• [Dataset excerpts]:
------------

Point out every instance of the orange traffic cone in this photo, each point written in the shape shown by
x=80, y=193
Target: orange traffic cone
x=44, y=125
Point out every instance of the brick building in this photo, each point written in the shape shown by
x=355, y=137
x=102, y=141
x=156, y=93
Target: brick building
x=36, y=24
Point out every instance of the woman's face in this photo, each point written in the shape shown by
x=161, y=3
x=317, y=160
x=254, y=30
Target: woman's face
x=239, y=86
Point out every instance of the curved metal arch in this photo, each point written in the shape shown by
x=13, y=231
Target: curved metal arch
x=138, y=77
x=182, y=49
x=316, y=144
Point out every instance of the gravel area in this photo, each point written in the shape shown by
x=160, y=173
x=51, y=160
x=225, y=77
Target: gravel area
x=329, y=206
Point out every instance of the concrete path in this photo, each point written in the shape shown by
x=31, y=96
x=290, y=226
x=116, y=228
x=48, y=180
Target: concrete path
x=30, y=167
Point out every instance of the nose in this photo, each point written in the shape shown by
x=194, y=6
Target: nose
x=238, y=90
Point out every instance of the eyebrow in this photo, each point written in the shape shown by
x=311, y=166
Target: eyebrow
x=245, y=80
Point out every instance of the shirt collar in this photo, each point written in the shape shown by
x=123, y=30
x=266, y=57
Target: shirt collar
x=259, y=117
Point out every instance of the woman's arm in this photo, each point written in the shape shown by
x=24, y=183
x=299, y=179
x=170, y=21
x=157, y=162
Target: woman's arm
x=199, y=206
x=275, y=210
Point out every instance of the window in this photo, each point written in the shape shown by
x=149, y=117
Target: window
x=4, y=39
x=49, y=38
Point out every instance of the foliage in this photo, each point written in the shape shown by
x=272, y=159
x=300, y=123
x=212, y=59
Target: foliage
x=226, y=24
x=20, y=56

------------

• [What this task involves]:
Rewrite all the rows above, swapping "Point out" for "Mark" wherever it occurs and keeping everything else identical.

• [Exercise result]:
Mark every instance of the orange traffic cone in this photo, each point written in the shape shown by
x=80, y=193
Target: orange traffic cone
x=44, y=125
Mark every instance of the brick building in this photo, each point written in the shape shown by
x=355, y=137
x=102, y=141
x=156, y=93
Target: brick building
x=36, y=24
Mark every instance of the woman's face in this photo, each point written in the shape shown by
x=161, y=3
x=317, y=160
x=254, y=30
Target: woman's face
x=239, y=86
Mark every instance of the curved metal arch in this photo, each point written in the shape shown by
x=13, y=231
Target: curved metal arch
x=138, y=77
x=182, y=49
x=316, y=144
Mark every instance of the gravel area in this photo, each point written in the shape shown by
x=160, y=173
x=51, y=160
x=225, y=77
Target: gravel area
x=329, y=206
Mark every instance of the concrete path in this photo, each point written in the shape shown by
x=31, y=96
x=290, y=226
x=116, y=228
x=48, y=180
Target: concrete path
x=30, y=167
Mark every instance of the nose in this photo, each point written in the shape shown by
x=194, y=6
Target: nose
x=238, y=90
Mark every instance of the eyebrow in this photo, each point written in the shape shown by
x=311, y=166
Target: eyebrow
x=245, y=80
Mark every instance of the shirt collar in this photo, each point written in the shape shown by
x=123, y=30
x=266, y=57
Target: shirt collar
x=259, y=117
Mark every instance of the woman's arm in this photo, each point written in the shape shown by
x=24, y=183
x=299, y=179
x=170, y=21
x=157, y=162
Target: woman's arm
x=199, y=206
x=275, y=210
Mark every instance of the window in this photo, each point written in the shape shown by
x=149, y=117
Target: window
x=4, y=39
x=49, y=38
Mark every instance of the foliage in this photo, each point written in the shape shown by
x=272, y=159
x=300, y=123
x=212, y=59
Target: foliage
x=226, y=24
x=20, y=56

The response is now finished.